**WHAT TO PRODUCE**
From the entries below, please output exactly the lines starting at the one containing "locate aerial view" and ending at the one containing "locate shield-shaped emblem, a", both included.

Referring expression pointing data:
::::::
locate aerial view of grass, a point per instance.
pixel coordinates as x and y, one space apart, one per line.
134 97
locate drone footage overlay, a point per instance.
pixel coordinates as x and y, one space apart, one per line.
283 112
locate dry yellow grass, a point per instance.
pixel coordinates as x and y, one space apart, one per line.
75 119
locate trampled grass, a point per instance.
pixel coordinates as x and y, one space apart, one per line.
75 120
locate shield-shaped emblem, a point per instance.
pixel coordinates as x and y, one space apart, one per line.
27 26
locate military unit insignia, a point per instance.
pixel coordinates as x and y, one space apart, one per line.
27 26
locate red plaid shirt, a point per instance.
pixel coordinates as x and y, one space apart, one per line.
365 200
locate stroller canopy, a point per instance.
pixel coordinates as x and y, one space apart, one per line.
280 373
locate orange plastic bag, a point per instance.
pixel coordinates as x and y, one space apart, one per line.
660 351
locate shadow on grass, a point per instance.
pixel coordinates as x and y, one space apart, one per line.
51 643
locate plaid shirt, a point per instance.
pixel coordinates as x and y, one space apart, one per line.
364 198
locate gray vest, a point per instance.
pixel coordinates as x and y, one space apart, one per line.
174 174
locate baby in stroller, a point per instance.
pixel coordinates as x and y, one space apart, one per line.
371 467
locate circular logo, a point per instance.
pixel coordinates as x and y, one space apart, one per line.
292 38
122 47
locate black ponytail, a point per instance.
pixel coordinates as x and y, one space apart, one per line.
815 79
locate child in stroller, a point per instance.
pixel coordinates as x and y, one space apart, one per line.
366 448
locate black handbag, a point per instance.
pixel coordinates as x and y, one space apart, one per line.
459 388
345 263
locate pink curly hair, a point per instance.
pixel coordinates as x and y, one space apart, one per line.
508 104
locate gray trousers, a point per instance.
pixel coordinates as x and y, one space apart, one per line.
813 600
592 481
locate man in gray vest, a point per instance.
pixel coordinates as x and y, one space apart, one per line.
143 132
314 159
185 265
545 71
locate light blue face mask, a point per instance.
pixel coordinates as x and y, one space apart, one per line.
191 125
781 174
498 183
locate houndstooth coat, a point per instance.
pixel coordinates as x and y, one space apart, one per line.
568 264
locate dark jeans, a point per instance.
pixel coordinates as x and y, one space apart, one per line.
::::::
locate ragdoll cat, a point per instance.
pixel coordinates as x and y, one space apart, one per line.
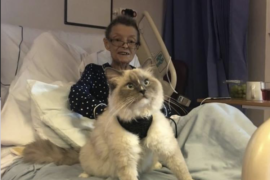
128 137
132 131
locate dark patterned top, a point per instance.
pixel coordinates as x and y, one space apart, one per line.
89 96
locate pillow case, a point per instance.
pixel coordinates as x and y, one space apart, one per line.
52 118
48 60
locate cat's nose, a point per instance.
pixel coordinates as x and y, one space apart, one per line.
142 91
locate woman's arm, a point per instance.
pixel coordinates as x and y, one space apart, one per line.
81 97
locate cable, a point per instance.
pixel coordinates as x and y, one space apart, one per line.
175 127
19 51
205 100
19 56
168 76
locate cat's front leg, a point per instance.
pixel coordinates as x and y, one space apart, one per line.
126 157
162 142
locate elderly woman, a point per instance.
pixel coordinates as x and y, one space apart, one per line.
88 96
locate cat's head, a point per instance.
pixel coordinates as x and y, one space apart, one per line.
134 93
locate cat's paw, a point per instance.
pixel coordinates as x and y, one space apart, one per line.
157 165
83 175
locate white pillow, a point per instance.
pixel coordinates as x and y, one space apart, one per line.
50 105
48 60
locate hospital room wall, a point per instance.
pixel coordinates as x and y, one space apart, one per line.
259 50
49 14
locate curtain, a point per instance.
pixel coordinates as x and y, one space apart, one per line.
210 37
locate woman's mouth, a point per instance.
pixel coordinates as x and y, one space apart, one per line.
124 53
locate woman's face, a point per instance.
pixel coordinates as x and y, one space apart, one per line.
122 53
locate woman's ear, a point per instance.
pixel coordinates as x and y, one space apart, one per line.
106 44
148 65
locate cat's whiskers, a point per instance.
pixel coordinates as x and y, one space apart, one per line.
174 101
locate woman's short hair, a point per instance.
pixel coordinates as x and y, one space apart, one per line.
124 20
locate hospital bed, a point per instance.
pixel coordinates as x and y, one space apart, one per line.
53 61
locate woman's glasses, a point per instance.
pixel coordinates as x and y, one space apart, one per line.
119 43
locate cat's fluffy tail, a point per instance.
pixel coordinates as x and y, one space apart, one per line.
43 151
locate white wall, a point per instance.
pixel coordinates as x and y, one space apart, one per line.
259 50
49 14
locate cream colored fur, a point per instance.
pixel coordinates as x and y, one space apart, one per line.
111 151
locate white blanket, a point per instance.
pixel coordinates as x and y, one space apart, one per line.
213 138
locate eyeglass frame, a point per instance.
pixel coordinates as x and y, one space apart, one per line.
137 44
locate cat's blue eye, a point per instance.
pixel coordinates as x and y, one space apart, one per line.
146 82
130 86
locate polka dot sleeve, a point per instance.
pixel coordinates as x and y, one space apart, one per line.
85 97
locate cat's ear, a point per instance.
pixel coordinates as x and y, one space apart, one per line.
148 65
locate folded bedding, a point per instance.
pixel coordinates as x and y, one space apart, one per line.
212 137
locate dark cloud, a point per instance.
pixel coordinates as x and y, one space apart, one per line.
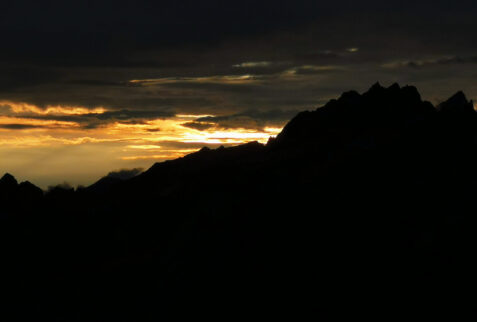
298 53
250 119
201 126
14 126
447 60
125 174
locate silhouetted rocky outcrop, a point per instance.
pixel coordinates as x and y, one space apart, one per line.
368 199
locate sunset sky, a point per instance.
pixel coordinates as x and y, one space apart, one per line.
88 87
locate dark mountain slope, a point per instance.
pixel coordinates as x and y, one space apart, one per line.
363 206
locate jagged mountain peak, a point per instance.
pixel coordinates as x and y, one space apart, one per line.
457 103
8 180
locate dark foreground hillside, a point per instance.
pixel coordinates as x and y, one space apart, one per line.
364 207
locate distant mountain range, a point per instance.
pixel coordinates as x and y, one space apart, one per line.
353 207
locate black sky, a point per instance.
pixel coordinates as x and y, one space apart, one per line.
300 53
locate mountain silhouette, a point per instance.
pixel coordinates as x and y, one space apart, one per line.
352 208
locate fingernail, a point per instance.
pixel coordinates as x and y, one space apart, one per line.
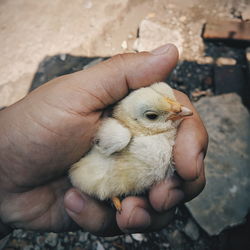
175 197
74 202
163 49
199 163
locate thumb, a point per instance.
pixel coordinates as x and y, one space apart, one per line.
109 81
::::::
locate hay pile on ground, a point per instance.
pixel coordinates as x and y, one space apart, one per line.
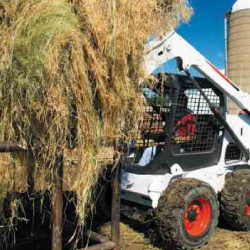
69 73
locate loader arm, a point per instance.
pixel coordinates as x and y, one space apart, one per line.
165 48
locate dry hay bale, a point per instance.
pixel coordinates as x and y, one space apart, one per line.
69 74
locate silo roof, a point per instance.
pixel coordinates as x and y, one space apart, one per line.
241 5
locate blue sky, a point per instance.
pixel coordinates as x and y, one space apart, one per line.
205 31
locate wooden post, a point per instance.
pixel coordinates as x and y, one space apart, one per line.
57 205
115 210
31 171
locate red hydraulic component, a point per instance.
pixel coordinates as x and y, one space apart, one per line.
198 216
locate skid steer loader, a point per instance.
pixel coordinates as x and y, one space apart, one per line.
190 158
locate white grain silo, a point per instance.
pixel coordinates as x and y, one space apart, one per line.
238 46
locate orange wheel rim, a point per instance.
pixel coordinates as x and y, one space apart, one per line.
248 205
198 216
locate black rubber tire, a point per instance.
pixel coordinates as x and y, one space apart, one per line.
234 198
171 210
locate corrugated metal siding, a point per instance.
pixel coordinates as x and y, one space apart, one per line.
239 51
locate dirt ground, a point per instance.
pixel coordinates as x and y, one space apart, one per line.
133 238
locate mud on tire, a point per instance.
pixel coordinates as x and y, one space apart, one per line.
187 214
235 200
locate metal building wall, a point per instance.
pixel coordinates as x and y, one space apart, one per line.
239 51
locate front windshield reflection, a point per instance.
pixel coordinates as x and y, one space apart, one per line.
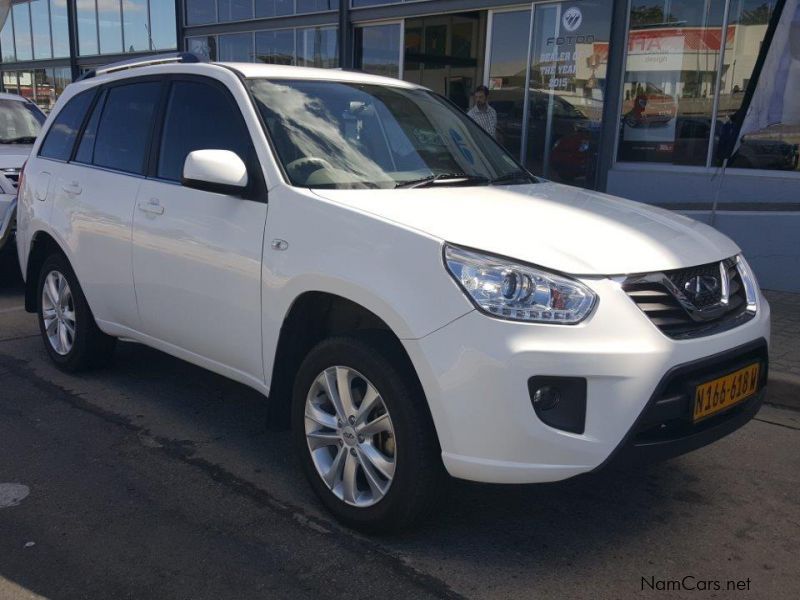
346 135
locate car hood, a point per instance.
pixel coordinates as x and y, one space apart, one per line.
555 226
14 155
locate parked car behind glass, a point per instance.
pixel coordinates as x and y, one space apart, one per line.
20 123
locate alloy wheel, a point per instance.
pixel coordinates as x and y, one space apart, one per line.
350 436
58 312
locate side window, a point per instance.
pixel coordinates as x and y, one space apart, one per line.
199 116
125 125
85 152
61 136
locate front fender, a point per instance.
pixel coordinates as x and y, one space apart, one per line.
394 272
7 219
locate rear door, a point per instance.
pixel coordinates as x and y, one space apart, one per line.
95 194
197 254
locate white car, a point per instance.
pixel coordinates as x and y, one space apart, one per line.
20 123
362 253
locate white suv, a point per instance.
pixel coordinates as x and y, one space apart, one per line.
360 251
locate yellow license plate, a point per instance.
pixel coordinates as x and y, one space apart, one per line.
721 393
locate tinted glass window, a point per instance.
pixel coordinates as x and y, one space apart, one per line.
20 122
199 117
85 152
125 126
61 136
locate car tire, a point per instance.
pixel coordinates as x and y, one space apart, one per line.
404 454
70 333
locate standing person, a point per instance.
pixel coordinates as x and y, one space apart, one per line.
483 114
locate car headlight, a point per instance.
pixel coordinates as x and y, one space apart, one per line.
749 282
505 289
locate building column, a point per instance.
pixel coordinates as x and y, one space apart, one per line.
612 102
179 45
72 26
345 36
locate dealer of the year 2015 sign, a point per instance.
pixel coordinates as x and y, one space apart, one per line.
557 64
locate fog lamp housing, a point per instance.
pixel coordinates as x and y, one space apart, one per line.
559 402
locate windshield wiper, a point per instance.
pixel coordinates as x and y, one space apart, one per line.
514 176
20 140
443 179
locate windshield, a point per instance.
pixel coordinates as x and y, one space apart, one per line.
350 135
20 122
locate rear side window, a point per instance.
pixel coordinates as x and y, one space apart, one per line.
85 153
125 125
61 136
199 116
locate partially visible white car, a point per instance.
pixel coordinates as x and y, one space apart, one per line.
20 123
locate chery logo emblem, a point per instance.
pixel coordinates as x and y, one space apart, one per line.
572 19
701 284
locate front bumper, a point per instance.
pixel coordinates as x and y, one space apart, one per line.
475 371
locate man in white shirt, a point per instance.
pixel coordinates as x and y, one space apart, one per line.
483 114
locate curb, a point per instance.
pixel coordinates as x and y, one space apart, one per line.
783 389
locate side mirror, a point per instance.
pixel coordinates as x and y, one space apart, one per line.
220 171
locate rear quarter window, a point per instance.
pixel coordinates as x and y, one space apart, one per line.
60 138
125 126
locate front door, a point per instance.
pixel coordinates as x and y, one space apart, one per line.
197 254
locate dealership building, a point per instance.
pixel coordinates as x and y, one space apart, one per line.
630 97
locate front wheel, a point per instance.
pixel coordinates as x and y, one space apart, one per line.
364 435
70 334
::::::
**ANSWER SPACE**
locate aerial view of grass, a point per instance.
pixel coordinates as x and y, one space apart, one per line.
134 97
locate drone footage overlay, a point per instance.
pixel coordinates as x and y, one space apart, one per line.
283 112
locate dry yellow grass, a point per instance.
pixel coordinates as x and y, one space apart, one per line.
75 119
locate trampled grass, a point per instance.
pixel coordinates as x and y, one space apart, one per line.
75 120
locate shield-shaped emblem, a point per instance.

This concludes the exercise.